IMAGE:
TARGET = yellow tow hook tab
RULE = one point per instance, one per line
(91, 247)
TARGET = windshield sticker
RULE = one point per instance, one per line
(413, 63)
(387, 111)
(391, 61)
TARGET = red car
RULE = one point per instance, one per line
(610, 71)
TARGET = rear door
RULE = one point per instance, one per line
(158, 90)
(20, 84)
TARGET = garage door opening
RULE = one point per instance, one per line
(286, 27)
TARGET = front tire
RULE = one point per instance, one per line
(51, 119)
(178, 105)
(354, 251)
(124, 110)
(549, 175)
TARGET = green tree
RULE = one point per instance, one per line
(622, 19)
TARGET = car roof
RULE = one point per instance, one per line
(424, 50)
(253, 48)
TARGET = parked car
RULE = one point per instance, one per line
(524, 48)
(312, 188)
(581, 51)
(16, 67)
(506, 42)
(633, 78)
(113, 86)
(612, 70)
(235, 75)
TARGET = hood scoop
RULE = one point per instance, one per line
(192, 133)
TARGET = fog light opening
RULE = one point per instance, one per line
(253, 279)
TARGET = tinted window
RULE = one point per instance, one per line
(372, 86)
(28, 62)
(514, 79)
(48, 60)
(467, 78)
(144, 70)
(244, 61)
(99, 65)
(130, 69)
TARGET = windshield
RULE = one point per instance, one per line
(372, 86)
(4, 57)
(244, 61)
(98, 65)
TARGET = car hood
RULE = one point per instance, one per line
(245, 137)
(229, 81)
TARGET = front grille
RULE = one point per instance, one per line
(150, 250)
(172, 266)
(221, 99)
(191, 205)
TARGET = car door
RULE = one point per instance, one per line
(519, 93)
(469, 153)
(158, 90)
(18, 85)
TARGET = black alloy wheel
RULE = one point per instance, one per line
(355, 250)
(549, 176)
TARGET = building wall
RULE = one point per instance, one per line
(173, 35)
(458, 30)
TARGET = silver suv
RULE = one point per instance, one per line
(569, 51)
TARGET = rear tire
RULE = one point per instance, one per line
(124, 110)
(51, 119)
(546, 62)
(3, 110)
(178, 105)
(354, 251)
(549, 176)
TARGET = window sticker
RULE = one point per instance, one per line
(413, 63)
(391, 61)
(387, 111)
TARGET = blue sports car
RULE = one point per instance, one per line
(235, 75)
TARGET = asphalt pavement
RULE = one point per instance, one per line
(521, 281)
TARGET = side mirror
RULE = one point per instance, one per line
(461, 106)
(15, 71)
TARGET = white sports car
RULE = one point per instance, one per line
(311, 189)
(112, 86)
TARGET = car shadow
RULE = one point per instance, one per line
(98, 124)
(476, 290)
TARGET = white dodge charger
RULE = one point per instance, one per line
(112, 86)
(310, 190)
+ + +
→ **Aim of the exercise**: Give back the entire listing verbatim.

→ **Worked solution**:
IMAGE:
TARGET = yellow tow hook tab
RULE = one point per instance, one per line
(91, 247)
TARGET = windshield sticker
RULE = one point per instance, one per line
(413, 63)
(387, 111)
(391, 61)
TARGET = red car
RULE = one point per instance, one per line
(610, 71)
TARGET = rear door
RULE = one point per instance, one per line
(158, 90)
(20, 84)
TARGET = garage door opening
RULE = one point per instance, one per line
(286, 27)
TARGET = front tire
RULE = one point per instance, one per line
(51, 119)
(178, 105)
(354, 251)
(124, 110)
(549, 175)
TARGET = green tree
RULE = one point per instance, one per line
(622, 19)
TARGET = car roof
RULE = one point per instance, one per line
(424, 50)
(253, 48)
TARGET = parked car
RULE = one point per instance, one per line
(524, 48)
(312, 188)
(581, 51)
(16, 67)
(506, 42)
(633, 78)
(113, 86)
(612, 70)
(235, 75)
TARGET = hood scoop
RULE = one point per instance, one per line
(192, 133)
TARGET = fog light opening
RULE = one point per instance, one per line
(253, 279)
TARGET = tinted window
RULE = one point per instance, one per line
(372, 86)
(28, 62)
(514, 79)
(48, 60)
(467, 78)
(144, 70)
(244, 61)
(99, 65)
(130, 69)
TARGET = windshield
RULE = one point per instance, one per line
(372, 86)
(4, 57)
(244, 61)
(98, 65)
TARGET = car hood
RULE = one point per instance, one per line
(245, 137)
(229, 81)
TARGET = front grille
RULE = one point per instance, one per line
(150, 250)
(172, 266)
(221, 99)
(191, 205)
TARGET = car door
RULE = one point per instance, one per line
(519, 93)
(469, 153)
(158, 90)
(18, 85)
TARGET = black alloy wheel
RULE = one point per instance, one per line
(355, 250)
(549, 176)
TARGET = building wall
RULE = one point per instance, one per line
(173, 35)
(458, 30)
TARGET = silver suv
RULE = one point per instance, one per line
(569, 51)
TARGET = rear tire
RULE = one point per instance, one per line
(124, 110)
(51, 119)
(546, 62)
(3, 110)
(178, 105)
(354, 251)
(549, 176)
TARGET = window sticker
RULE = one point per instance, one per line
(413, 63)
(391, 61)
(387, 111)
TARGET = blue sports car
RULE = one point per instance, one per line
(235, 75)
TARGET = asphalt pavement
RULE = one point per instance, one per line
(521, 281)
TARGET = side mirror
RULE = one point per instance, one per line
(461, 106)
(15, 71)
TARGET = white sports car
RULE = one point per instance, one per line
(311, 189)
(112, 86)
TARGET = car shadow
RULE = one point per instance, one per line
(98, 124)
(476, 290)
TARGET = white dodge charger
RULE = one point per instance, one per line
(112, 86)
(310, 190)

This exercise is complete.